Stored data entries
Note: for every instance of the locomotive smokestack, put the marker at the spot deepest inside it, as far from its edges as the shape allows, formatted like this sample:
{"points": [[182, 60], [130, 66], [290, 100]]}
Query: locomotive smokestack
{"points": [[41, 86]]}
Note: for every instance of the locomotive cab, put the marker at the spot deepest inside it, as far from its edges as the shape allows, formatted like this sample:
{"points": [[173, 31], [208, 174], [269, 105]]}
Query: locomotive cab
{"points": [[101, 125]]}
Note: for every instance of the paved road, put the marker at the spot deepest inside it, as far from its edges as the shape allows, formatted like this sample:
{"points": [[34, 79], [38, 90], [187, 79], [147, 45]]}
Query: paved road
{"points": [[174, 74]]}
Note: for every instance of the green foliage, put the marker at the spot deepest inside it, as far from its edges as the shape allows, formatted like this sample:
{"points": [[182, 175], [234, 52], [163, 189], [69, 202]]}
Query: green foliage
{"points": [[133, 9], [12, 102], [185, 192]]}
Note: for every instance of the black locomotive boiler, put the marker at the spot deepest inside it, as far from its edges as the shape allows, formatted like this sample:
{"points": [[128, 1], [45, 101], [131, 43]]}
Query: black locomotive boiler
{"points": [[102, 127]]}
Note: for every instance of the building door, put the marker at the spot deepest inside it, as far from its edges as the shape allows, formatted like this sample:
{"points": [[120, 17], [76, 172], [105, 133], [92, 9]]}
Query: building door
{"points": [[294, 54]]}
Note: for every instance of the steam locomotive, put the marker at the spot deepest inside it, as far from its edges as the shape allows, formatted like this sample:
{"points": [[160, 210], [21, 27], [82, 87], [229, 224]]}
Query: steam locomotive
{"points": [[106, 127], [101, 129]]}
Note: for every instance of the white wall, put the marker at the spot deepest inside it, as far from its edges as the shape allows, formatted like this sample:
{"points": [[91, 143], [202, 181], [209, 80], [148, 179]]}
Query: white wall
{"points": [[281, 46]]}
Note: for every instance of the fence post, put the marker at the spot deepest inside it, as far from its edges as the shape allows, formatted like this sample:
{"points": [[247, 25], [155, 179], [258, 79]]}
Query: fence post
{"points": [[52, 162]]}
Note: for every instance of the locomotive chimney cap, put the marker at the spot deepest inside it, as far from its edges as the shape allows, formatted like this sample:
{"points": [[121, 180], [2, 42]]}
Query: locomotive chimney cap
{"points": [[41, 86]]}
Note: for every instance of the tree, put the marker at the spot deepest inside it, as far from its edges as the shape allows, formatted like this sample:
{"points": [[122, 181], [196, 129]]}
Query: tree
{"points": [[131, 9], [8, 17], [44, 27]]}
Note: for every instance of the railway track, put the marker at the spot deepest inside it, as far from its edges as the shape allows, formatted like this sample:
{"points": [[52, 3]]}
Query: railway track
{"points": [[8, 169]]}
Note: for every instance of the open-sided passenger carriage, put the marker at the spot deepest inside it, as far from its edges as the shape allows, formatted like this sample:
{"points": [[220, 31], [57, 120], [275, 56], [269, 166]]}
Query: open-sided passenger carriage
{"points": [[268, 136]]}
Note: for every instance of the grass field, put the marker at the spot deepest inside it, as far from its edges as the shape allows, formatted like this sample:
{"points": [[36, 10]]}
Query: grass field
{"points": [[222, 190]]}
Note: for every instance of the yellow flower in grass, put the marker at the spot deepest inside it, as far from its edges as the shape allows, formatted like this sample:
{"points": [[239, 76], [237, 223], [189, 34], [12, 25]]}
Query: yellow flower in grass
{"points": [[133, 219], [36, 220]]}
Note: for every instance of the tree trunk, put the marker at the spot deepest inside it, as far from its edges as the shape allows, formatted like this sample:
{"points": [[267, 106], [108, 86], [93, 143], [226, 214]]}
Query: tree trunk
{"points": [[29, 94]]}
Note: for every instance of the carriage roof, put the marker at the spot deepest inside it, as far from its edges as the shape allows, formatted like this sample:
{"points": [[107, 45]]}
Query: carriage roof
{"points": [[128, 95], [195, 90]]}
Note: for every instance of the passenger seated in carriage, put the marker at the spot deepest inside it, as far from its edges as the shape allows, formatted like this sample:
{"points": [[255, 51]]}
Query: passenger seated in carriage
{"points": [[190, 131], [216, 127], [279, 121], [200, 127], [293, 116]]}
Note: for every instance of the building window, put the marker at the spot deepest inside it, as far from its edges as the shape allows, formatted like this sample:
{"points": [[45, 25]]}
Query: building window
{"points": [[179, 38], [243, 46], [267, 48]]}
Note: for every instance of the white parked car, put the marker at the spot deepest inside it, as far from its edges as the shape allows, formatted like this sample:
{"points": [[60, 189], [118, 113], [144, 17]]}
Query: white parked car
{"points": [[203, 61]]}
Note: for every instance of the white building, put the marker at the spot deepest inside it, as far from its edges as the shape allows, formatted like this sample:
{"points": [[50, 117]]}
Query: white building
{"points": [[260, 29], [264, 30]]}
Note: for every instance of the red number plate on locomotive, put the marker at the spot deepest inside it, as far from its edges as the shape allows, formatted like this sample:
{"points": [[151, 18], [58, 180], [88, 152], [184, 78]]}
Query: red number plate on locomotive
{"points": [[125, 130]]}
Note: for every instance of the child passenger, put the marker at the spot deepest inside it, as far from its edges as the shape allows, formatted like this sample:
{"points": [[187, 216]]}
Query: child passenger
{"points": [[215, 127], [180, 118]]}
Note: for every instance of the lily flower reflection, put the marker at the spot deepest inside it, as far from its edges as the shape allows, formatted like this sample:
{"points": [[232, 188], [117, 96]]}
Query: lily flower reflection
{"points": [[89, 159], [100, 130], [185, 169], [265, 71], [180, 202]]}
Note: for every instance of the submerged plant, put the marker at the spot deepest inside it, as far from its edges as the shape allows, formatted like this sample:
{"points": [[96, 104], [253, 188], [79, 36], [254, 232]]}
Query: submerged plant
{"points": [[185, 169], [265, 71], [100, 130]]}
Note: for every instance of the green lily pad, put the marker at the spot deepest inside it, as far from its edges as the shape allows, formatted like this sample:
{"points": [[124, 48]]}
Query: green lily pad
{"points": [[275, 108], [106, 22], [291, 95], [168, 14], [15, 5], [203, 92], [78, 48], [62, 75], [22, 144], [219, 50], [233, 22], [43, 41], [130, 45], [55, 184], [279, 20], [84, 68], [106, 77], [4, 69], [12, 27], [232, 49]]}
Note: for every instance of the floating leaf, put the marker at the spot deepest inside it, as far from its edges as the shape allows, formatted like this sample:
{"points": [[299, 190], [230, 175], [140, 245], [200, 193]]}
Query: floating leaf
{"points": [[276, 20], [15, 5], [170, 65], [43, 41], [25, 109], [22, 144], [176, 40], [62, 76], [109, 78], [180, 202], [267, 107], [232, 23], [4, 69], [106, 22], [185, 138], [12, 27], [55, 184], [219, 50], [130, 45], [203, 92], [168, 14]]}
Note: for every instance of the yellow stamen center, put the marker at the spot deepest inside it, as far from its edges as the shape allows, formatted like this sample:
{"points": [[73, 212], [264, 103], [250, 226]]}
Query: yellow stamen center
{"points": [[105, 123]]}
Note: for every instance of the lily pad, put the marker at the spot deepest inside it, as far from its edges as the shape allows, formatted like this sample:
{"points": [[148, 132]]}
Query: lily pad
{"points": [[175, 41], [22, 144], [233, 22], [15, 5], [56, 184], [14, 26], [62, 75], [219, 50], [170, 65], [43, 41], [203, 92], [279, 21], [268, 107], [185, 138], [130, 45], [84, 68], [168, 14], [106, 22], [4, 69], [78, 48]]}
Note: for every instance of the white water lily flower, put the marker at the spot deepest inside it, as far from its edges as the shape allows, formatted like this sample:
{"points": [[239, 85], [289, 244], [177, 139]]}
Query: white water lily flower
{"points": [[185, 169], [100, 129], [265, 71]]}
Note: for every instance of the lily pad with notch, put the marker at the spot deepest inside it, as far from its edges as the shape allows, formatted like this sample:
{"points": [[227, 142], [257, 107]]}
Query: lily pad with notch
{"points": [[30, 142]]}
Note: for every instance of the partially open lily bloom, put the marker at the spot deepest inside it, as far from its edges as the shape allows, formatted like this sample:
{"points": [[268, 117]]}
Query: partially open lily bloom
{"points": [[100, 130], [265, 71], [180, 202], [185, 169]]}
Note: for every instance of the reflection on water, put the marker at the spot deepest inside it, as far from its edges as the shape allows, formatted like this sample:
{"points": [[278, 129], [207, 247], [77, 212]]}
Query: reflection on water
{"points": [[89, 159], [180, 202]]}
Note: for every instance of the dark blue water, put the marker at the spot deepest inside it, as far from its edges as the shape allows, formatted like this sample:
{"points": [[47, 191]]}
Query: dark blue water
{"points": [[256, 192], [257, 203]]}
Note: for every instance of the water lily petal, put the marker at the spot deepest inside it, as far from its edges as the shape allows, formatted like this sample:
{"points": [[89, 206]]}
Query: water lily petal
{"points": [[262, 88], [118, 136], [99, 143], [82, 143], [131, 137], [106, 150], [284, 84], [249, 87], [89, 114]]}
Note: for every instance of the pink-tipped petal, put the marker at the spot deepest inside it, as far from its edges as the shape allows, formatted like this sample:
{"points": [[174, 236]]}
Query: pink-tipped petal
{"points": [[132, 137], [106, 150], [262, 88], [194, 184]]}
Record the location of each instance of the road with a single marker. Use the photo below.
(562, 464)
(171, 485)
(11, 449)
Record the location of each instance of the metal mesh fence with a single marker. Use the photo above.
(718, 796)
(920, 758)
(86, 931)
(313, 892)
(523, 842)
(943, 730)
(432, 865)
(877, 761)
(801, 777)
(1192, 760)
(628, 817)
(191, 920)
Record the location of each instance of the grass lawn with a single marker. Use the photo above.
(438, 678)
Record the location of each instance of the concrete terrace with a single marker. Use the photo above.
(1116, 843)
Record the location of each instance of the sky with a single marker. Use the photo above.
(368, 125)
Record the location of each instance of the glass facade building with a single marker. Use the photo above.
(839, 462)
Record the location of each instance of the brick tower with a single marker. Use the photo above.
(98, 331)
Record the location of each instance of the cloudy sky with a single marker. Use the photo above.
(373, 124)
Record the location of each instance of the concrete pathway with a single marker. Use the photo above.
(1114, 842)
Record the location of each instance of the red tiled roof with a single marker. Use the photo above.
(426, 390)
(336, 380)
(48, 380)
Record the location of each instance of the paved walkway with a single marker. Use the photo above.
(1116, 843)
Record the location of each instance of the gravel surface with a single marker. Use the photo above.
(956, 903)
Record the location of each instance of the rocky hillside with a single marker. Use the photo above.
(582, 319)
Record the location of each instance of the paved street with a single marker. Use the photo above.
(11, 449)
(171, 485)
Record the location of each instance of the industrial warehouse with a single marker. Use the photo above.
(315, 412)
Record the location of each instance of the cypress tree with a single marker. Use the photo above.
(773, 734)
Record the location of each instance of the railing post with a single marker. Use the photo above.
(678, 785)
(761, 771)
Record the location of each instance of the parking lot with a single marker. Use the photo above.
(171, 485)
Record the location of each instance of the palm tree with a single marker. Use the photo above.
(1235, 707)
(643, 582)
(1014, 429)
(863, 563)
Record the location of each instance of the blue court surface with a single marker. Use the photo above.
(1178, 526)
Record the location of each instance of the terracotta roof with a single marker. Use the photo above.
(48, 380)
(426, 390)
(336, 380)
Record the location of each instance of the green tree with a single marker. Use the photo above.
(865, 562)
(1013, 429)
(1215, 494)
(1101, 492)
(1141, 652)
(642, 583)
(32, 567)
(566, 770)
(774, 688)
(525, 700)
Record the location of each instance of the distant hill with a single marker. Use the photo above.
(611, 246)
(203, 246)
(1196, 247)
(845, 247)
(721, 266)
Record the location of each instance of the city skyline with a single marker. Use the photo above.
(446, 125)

WHAT YOU NEED TO DO:
Write the opening line of the data above and every line after it, exactly, stopping once you have written the line with "Note: for every instance of the paved".

WRITTEN ANSWER:
Note: for every instance of the locomotive smokestack, put the marker at the spot deepest inside it, as far from its edges as the shape allows, formatted like this sample:
{"points": [[182, 60], [130, 66], [290, 100]]}
Query: locomotive smokestack
{"points": [[41, 86]]}
Note: for every instance of the locomotive cab, put the marker at the spot deepest inside it, as far from its edges as the shape allows, formatted like this sample:
{"points": [[173, 31], [208, 174], [269, 105]]}
Query: locomotive cab
{"points": [[101, 125]]}
Note: for every instance of the paved road, put the marker at the spot deepest inside it, as far from its edges as the shape allows, formatted like this sample:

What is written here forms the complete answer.